**The task**
Retype only the stretch of lines that starts with the line containing "Can you see the window" and ends with the last line of the records, both included, exactly.

Stored data entries:

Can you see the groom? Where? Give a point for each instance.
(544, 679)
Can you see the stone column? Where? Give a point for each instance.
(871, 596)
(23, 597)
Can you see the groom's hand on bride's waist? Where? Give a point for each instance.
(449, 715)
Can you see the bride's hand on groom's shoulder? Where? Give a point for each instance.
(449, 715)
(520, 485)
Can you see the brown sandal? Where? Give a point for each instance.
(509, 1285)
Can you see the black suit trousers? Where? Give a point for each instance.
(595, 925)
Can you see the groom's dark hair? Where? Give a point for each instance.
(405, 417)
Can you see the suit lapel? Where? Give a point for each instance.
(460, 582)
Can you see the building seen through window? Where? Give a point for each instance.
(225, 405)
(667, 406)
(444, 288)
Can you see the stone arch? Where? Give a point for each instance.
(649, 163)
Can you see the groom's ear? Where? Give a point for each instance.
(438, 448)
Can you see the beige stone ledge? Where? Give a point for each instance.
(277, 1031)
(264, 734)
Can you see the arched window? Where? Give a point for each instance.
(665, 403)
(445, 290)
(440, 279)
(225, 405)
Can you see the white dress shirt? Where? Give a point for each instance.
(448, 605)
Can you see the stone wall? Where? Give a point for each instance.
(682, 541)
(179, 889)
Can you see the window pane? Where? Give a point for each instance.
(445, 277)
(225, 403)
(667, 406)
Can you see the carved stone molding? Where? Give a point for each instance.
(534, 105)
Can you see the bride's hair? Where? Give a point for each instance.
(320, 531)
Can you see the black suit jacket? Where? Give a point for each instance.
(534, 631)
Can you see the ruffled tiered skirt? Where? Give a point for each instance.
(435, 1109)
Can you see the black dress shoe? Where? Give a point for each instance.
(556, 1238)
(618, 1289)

**Final answer**
Can you see the window pane? Where? Give a point for each instance.
(445, 277)
(225, 403)
(667, 406)
Can you see the carved stone molding? Where? Give a point for each instance.
(534, 105)
Can you see the bride's hair? Where? Give a point for each instance.
(320, 531)
Can you see the black suit jacket? Where? Give a point for each instance.
(534, 631)
Can you see the ruffled tiered skirt? Where? Give a point for each instance.
(435, 1109)
Can you see the black dress shoe? Where? Give a point for each instance.
(556, 1238)
(618, 1289)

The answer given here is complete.